**STATED TASK**: Count the lines in the rows below that contain the word "tire", and give only that number.

_ _ _ _ _ _ _

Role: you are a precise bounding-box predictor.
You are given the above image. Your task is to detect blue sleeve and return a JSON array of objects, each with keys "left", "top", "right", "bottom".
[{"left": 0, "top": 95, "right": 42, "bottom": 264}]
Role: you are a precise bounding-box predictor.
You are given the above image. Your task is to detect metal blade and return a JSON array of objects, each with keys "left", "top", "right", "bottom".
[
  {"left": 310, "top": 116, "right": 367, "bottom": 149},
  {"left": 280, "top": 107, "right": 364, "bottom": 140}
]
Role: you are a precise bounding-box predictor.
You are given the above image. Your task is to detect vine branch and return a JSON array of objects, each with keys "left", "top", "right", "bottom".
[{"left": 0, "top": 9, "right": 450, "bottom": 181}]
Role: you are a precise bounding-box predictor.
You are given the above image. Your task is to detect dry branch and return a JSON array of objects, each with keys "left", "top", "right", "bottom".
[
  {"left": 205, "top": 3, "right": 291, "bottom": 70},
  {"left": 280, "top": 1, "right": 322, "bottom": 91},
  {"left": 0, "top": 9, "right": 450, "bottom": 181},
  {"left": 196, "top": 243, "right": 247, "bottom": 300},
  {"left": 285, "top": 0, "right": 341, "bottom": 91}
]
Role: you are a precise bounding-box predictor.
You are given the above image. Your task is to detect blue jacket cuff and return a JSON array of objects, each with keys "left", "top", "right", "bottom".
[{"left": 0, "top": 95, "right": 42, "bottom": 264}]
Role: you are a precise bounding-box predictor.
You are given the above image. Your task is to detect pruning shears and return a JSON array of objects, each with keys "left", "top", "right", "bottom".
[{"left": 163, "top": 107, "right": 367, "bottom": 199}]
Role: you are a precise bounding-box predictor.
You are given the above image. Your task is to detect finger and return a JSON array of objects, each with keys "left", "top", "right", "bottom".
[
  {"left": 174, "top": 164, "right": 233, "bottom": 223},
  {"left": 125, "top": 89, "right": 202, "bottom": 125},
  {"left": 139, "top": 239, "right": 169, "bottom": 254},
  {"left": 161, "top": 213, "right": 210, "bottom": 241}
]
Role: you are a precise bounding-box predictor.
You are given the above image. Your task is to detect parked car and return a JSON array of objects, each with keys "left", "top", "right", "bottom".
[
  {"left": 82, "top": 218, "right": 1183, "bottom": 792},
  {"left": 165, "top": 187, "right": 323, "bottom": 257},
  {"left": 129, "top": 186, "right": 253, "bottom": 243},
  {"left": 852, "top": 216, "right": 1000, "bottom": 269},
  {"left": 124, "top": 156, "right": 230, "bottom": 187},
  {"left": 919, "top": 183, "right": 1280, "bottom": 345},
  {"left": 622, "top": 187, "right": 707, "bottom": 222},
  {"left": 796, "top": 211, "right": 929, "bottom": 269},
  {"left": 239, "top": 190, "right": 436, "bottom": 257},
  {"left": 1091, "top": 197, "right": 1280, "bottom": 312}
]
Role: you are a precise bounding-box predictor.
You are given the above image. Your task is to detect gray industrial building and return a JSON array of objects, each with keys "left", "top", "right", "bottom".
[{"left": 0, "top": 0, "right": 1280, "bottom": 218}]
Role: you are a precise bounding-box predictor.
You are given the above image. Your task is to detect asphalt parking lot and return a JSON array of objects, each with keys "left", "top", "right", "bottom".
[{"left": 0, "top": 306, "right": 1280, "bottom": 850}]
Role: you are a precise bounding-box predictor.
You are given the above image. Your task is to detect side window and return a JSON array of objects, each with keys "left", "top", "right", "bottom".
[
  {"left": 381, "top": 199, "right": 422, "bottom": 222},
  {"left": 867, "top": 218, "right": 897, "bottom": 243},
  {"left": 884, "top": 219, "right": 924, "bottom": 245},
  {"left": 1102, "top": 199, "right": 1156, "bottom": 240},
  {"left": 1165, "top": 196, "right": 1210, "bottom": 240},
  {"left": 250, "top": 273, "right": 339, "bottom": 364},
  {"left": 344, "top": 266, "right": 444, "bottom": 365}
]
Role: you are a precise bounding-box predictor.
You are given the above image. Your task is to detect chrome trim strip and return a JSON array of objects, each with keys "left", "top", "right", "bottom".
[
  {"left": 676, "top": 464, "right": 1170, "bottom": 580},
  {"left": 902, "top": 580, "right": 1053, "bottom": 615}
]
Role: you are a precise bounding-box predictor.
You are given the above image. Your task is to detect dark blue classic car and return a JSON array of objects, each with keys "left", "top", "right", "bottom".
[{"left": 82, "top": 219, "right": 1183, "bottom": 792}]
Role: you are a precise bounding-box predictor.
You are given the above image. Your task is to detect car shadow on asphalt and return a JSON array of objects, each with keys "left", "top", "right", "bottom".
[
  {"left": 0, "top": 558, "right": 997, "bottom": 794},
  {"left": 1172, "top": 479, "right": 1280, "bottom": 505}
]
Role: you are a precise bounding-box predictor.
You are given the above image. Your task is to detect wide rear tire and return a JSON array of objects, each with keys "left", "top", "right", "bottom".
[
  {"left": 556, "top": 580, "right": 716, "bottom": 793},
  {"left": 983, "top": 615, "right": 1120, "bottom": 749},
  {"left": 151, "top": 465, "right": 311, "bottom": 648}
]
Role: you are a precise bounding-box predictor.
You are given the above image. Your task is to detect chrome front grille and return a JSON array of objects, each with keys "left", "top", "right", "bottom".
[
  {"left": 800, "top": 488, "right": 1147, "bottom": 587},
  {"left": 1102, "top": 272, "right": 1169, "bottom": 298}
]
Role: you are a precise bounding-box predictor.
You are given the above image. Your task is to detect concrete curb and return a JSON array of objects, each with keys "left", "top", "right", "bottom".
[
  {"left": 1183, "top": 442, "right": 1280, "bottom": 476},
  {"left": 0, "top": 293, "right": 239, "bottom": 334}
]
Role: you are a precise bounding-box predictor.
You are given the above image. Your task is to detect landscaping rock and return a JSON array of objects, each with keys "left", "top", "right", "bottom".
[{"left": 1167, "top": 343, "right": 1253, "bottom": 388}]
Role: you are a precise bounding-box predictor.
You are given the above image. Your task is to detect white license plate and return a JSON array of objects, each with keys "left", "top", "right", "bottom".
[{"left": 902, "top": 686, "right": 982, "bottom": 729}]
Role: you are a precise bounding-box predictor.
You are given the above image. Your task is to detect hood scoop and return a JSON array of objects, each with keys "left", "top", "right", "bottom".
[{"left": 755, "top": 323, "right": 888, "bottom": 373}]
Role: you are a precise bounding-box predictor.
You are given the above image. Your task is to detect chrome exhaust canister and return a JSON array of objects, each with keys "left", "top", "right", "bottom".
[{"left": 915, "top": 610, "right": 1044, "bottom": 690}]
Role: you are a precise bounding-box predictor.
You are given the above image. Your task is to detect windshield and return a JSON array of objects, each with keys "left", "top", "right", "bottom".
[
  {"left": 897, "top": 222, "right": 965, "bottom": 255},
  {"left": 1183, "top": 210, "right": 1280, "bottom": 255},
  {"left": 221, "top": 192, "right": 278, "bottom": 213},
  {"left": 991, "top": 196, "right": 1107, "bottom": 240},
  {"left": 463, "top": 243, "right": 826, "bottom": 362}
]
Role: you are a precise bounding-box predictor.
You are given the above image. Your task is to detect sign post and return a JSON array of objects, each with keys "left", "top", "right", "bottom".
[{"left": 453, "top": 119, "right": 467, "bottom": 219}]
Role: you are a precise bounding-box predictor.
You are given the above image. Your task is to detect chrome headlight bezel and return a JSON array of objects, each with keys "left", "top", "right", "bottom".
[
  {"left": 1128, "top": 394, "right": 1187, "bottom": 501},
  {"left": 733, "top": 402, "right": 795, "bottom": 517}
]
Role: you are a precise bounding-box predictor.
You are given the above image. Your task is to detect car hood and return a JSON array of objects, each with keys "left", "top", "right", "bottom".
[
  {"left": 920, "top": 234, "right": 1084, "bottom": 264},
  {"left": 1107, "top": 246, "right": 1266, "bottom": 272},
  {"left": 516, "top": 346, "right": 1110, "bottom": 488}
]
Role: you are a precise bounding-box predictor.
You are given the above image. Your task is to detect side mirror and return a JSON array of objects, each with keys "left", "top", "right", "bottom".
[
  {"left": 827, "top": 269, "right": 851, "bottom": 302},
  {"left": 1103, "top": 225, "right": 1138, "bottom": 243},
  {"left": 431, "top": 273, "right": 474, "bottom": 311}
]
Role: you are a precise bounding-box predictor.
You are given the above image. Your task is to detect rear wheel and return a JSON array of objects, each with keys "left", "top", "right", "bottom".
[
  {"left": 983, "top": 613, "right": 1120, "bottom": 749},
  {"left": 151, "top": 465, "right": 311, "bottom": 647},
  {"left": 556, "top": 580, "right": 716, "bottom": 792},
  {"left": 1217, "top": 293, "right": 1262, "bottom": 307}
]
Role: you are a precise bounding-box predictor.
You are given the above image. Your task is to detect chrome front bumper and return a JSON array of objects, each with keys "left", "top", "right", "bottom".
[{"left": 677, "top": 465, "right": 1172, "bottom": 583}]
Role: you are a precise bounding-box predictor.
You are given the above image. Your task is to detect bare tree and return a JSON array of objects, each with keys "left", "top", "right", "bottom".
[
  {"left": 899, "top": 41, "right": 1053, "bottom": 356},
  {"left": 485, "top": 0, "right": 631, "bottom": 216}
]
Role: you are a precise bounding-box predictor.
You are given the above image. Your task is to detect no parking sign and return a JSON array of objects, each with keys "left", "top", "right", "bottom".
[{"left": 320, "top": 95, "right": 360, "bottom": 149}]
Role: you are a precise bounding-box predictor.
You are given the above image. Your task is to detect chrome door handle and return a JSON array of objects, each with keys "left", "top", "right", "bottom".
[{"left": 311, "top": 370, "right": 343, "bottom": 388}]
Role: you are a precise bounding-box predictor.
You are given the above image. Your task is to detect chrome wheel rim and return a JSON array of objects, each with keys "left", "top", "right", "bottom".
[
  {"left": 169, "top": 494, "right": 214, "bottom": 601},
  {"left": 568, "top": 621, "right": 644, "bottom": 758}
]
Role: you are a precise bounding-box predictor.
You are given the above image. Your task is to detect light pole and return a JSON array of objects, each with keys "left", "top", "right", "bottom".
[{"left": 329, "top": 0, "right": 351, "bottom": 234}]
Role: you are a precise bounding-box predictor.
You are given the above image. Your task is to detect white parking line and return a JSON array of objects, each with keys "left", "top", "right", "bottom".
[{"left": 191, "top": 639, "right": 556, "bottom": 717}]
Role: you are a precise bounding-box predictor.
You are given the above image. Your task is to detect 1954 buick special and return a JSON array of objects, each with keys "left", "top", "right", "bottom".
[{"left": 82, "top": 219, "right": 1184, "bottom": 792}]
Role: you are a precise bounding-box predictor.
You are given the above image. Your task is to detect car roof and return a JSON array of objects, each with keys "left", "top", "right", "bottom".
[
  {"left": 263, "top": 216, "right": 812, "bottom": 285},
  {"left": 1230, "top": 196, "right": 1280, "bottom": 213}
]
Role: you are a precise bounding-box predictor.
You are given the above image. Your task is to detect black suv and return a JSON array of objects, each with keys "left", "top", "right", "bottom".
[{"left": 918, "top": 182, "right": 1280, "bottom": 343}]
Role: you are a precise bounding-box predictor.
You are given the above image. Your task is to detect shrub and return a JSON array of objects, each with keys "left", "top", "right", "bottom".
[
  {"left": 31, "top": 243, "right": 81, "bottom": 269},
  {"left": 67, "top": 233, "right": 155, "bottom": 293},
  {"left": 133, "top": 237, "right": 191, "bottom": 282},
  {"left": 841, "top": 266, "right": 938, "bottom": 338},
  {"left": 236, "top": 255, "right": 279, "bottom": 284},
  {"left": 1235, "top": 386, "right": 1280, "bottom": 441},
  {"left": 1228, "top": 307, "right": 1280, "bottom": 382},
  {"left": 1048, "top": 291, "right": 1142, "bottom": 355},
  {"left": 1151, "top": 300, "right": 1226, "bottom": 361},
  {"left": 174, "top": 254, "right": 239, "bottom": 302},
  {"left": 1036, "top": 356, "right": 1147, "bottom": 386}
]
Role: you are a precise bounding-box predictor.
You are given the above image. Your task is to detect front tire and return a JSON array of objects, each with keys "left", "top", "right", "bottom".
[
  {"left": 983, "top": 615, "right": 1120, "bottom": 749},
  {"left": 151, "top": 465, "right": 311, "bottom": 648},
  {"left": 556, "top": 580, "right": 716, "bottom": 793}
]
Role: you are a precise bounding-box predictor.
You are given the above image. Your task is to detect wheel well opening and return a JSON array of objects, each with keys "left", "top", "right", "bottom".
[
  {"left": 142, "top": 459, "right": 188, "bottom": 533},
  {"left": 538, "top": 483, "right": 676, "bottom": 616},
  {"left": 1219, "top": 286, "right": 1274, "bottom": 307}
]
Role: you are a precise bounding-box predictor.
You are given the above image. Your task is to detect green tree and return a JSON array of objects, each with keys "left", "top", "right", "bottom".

_ _ _ _ _ _ _

**RESULT OF THIS TASK**: 2